Portanto, podemos sentar com a parte traseira um pouco mais elevada, e isso nos ajuda a não ter dormência nas pernas.

Não estou vendo muitos deles aqui, mas em muitos centros de dharma há os zafus zen, que são almofadas bem duras e volumosas. Eles não são ideais para a postura de pernas cruzadas que nós adotamos. São mais adequados para a postura japonesa (com as pernas dobradas para trás). Com o zafu por baixo, a pessoa fica mais elevada. Quando tentamos sentar neles com as pernas cruzadas, o ângulo é tão inadequado que quase acabamos caindo. Portanto, quando quisermos achar um assento para nossa meditação, é importante escolhermos uma almofada que tenha o volume mais adequado, a altura mais adequada, o nível de firmeza mais adequado para nós. O importante é evitar a dormência das pernas, e cada pessoa precisa achar a almofada mais adequada.

────

_Tarefas do exercício:_
(1) Reproduza o trecho do texto sobre almofadas de meditação que começa nas palavras "Portanto, podemos sentar" e termina depois das palavras "almofada mais adequada.".
(2) Responda às perguntas abaixo com base no texto sobre almofadas de meditação.
(a) Sentar com a parte traseira um pouco mais elevada ajuda a evitar o quê?
(b) Como o texto descreve os zafus zen?
(c) Para qual postura os zafus zen são mais adequados?
(3) Continue o texto sobre almofadas de meditação a partir da última frase apresentada.

_Extratos dos dados:_
────

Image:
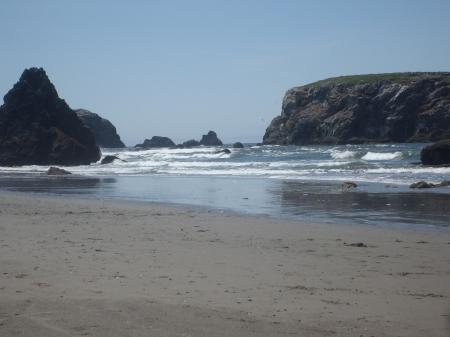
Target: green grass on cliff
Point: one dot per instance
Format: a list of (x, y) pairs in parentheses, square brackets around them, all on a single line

────

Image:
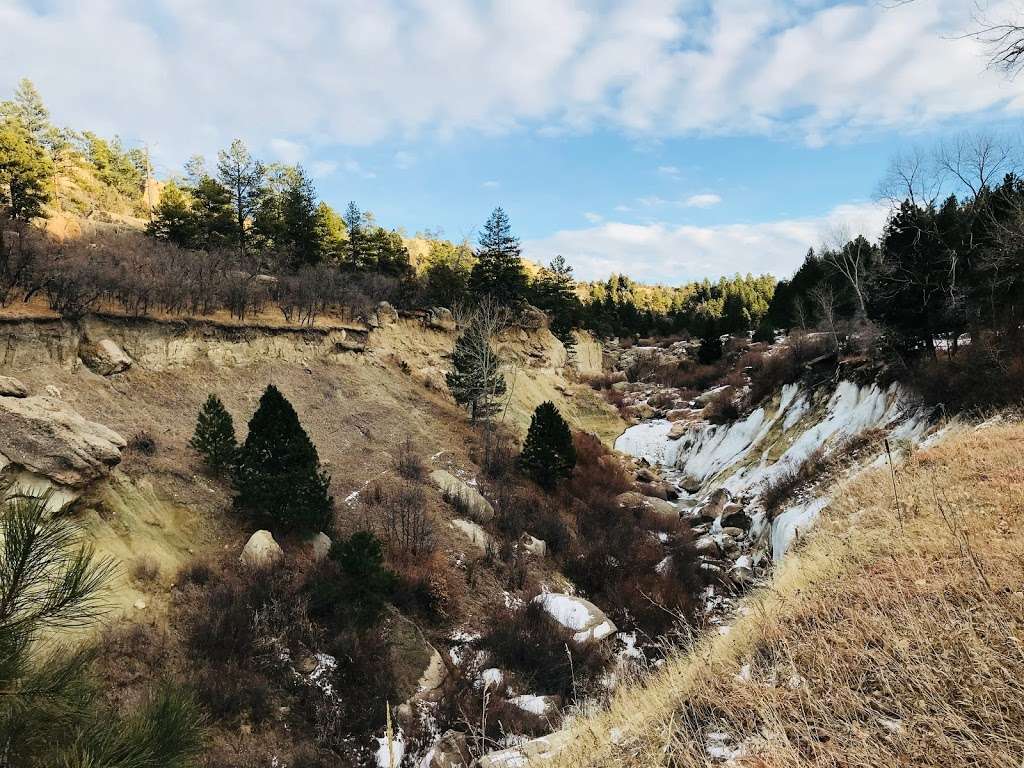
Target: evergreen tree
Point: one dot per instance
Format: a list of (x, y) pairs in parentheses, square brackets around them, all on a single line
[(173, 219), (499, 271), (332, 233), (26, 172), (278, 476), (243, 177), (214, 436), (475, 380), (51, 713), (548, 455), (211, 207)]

────

_Problemas resolvidos:_
(1)
Portanto, podemos sentar com a parte traseira um pouco mais elevada, e isso nos ajuda a não ter dormência nas pernas.

Não estou vendo muitos deles aqui, mas em muitos centros de dharma há os zafus zen, que são almofadas bem duras e volumosas. Eles não são ideais para a postura de pernas cruzadas que nós adotamos. São mais adequados para a postura japonesa (com as pernas dobradas para trás). Com o zafu por baixo, a pessoa fica mais elevada. Quando tentamos sentar neles com as pernas cruzadas, o ângulo é tão inadequado que quase acabamos caindo. Portanto, quando quisermos achar um assento para nossa meditação, é importante escolhermos uma almofada que tenha o volume mais adequado, a altura mais adequada, o nível de firmeza mais adequado para nós. O importante é evitar a dormência das pernas, e cada pessoa precisa achar a almofada mais adequada.

(2)
(a) A dormência nas pernas.
(b) São almofadas bem duras e volumosas.
(c) Para a postura japonesa, com as pernas dobradas para trás.

(3)
Prostração

Antes de sentarmos, fazemos as prostrações. Geshe Ngawang Dhargyey sempre ressaltou que é muito útil fazer três prostrações para a representação de algum buda ou qualquer representação que tivermos, assim que acordarmos de manhã, ao invés de irmos tomar um café totalmente sonolentos. Também é bom que seja a última coisa que fazemos no dia, antes de ir para a cama. E não devemos fazê-las quase dormindo, como um zumbi. O importante é que, de manhã cedo, essa seja uma oportunidade para firmarmos a intenção do dia. Sua Santidade diz que ele as faz assim que abre os olhos de manhã: seu primeiro pensamento é firmar a intenção do dia.   

Não é bom acordarmos pensando: “Ah não, o despertador de novo! Tenho que sair da cama e encarar o dia.” Não é por aí. Ao invés disso, quando formos dormir, devemos pensar: “Mal posso esperar para acordar e continuar com a minha prática, ou o que quer que seja que eu estiver fazendo para ajudar os outros.” E realmente nos alegramos quando a noite chega ao fim e acordamos. Não estou falando de insônia e daqueles que não conseguem dormir, mas de realmente nos alegrarmos e pensarmos: “Que bom, acabou a noite, não vou mais desperdiçar tempo.” (Sou assim com o meu site. Adoro trabalhar com ele, é tão benéfico. Mal posso esperar para acordar de manhã e voltar a trabalhar.) Portanto, trata-se de praticar a perseverança alegre. É muito importante desfrutar daquilo que estamos fazendo porque sabemos que é muito positivo, que ajuda muito os outros. Trabalhar nos alegra, nós nos sentimos muito positivos e felizes por podermos trabalhar.

Portanto, temos um bom assento para meditar. Antes de sentarmos, fazemos as prostrações. Fazemos isso sempre antes da sessão de meditação. É bom adotarmos esse hábito.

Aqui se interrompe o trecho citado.